- **Your instructions**
Recast every line of the items below as a Markdown table with the columns "Row" and "Line", numbering each row and omitting blank lines. Leave the pictures out of the answer.

- **Data shown**
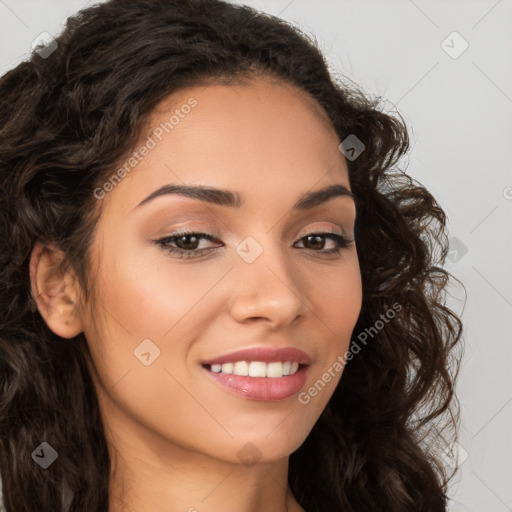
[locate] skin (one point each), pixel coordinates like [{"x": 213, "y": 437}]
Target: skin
[{"x": 174, "y": 435}]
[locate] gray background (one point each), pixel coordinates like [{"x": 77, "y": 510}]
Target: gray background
[{"x": 458, "y": 111}]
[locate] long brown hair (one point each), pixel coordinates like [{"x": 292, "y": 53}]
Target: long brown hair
[{"x": 69, "y": 115}]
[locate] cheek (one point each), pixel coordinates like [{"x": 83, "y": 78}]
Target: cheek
[{"x": 339, "y": 300}]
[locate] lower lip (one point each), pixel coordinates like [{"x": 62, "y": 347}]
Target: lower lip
[{"x": 262, "y": 388}]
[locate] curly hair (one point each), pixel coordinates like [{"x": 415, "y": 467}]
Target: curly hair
[{"x": 68, "y": 119}]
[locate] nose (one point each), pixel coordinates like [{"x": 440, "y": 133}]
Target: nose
[{"x": 268, "y": 290}]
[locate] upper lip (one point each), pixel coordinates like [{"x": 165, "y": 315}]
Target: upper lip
[{"x": 263, "y": 354}]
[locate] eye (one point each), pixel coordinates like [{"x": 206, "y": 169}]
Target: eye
[
  {"x": 185, "y": 244},
  {"x": 316, "y": 241}
]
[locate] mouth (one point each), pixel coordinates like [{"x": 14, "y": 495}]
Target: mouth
[
  {"x": 262, "y": 374},
  {"x": 257, "y": 369}
]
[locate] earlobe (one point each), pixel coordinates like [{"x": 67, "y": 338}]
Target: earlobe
[{"x": 56, "y": 293}]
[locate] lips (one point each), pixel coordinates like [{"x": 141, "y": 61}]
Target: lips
[
  {"x": 263, "y": 354},
  {"x": 268, "y": 389}
]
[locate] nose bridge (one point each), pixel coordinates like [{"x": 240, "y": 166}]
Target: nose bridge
[{"x": 267, "y": 286}]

- **Solution**
| Row | Line |
|---|---|
| 1 | [locate] skin (one point each), pixel coordinates like [{"x": 213, "y": 437}] |
| 2 | Target: skin |
| 3 | [{"x": 174, "y": 435}] |
| 4 | [locate] gray background (one point each), pixel coordinates like [{"x": 77, "y": 510}] |
| 5 | Target: gray background |
| 6 | [{"x": 458, "y": 111}] |
| 7 | [locate] long brown hair (one point each), pixel coordinates like [{"x": 292, "y": 53}] |
| 8 | Target: long brown hair |
| 9 | [{"x": 69, "y": 115}] |
| 10 | [locate] cheek (one point each), pixel coordinates like [{"x": 83, "y": 78}] |
| 11 | Target: cheek |
| 12 | [{"x": 339, "y": 300}] |
| 13 | [locate] lower lip (one point each), pixel coordinates like [{"x": 62, "y": 347}] |
| 14 | Target: lower lip |
| 15 | [{"x": 262, "y": 388}] |
| 16 | [locate] curly hair (one point each), pixel coordinates like [{"x": 415, "y": 467}] |
| 17 | Target: curly hair |
| 18 | [{"x": 68, "y": 119}] |
| 19 | [locate] nose (one point each), pixel coordinates like [{"x": 440, "y": 133}] |
| 20 | Target: nose |
| 21 | [{"x": 268, "y": 290}] |
| 22 | [locate] upper lip (one point each), pixel coordinates like [{"x": 165, "y": 315}] |
| 23 | Target: upper lip |
| 24 | [{"x": 263, "y": 354}] |
| 25 | [locate] eye (one point each), pixel coordinates like [{"x": 206, "y": 169}] |
| 26 | Target: eye |
| 27 | [ |
| 28 |   {"x": 185, "y": 244}, |
| 29 |   {"x": 316, "y": 241} |
| 30 | ] |
| 31 | [locate] mouth (one point each), pixel coordinates like [{"x": 14, "y": 495}] |
| 32 | Target: mouth |
| 33 | [ |
| 34 |   {"x": 262, "y": 374}, |
| 35 |   {"x": 257, "y": 369} |
| 36 | ] |
| 37 | [locate] earlobe (one point each), pixel coordinates like [{"x": 67, "y": 338}] |
| 38 | Target: earlobe |
| 39 | [{"x": 56, "y": 293}] |
| 40 | [locate] lips (one point each), pixel coordinates like [{"x": 141, "y": 61}] |
| 41 | Target: lips |
| 42 | [ |
| 43 |   {"x": 263, "y": 354}, |
| 44 |   {"x": 268, "y": 389} |
| 45 | ] |
| 46 | [locate] nose bridge (one point each), pixel coordinates like [{"x": 240, "y": 166}] |
| 47 | Target: nose bridge |
| 48 | [{"x": 267, "y": 286}] |